Out of the records below, copy all lines in which the word "with" occurs.

- - - - - - -

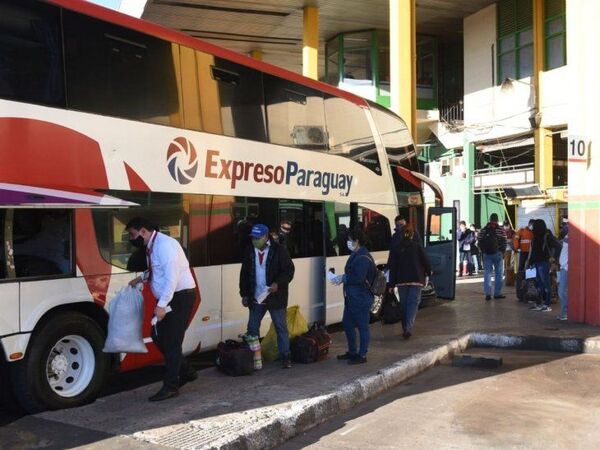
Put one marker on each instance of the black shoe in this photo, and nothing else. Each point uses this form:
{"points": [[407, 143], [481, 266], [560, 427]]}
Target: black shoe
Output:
{"points": [[163, 394], [190, 376], [357, 360]]}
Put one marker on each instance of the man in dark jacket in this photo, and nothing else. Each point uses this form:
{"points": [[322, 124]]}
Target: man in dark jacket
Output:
{"points": [[492, 243], [267, 270]]}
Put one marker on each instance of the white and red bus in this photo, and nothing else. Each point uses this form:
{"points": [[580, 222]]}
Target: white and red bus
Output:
{"points": [[104, 117]]}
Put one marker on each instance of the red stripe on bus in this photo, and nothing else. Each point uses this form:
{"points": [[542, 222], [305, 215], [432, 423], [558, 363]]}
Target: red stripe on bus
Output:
{"points": [[136, 183], [40, 153], [177, 37]]}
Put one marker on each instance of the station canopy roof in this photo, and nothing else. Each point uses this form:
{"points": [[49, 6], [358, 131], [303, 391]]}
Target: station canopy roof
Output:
{"points": [[276, 26]]}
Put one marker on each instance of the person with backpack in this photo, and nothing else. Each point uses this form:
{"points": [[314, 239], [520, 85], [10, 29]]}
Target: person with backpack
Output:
{"points": [[266, 273], [563, 278], [492, 242], [543, 247], [466, 240], [359, 272], [409, 267]]}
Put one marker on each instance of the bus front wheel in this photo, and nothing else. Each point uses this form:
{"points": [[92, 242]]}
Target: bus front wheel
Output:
{"points": [[64, 366]]}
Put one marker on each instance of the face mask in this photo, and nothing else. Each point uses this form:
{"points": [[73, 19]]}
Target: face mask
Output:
{"points": [[259, 243], [138, 242]]}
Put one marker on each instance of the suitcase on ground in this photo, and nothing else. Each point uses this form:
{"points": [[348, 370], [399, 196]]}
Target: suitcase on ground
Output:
{"points": [[235, 358], [391, 311], [311, 346]]}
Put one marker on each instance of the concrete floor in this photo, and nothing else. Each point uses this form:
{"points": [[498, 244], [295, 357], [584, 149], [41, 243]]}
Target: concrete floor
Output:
{"points": [[535, 400], [216, 403]]}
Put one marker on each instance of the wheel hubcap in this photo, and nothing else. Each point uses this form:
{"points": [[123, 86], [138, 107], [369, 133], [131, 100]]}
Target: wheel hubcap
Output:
{"points": [[70, 366]]}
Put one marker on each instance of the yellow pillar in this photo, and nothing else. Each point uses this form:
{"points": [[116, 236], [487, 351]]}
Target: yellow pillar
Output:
{"points": [[403, 59], [542, 136], [310, 49]]}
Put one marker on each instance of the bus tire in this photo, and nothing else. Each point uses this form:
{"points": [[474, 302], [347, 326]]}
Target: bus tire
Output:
{"points": [[64, 365]]}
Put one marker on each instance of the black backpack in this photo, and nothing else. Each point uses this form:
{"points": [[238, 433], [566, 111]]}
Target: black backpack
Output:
{"points": [[489, 242], [391, 311], [235, 358]]}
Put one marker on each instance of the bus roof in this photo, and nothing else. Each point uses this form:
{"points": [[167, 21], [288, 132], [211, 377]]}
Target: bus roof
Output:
{"points": [[117, 18]]}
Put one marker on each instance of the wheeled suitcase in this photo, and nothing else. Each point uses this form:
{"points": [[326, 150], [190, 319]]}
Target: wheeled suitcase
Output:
{"points": [[311, 346]]}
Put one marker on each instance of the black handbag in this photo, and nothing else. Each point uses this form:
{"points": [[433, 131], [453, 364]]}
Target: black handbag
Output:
{"points": [[235, 358], [391, 311]]}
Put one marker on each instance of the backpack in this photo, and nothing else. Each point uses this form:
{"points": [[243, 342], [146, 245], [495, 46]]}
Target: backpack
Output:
{"points": [[311, 346], [489, 242], [235, 358], [391, 311], [379, 284]]}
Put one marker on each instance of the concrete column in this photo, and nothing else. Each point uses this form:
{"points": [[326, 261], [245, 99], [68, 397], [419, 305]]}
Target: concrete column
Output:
{"points": [[403, 59], [542, 137], [310, 49], [583, 35]]}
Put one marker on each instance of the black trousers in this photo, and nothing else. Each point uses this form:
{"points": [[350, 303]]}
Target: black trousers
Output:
{"points": [[168, 336]]}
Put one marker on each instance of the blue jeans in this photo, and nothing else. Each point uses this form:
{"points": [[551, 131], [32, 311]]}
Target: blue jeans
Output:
{"points": [[279, 318], [543, 282], [410, 297], [357, 313], [563, 291], [493, 262]]}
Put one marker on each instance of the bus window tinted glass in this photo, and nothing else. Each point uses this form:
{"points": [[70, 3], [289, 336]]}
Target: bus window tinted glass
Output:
{"points": [[295, 114], [240, 100], [166, 211], [119, 72], [31, 64], [376, 227], [350, 134], [42, 242]]}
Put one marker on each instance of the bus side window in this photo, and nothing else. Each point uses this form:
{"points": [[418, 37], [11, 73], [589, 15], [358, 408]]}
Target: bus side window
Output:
{"points": [[119, 72], [295, 114], [240, 100], [31, 60], [377, 229], [42, 241], [350, 134], [168, 212]]}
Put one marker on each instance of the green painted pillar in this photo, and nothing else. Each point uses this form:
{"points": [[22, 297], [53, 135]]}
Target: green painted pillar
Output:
{"points": [[469, 163]]}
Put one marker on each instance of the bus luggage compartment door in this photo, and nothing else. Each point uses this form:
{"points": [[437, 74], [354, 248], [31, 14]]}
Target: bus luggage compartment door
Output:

- - - - - - -

### REPLY TO THE TASK:
Put one marker on each instance of the person with backpack in this photo, and nothing else. Each point uses this form:
Target: person with backpack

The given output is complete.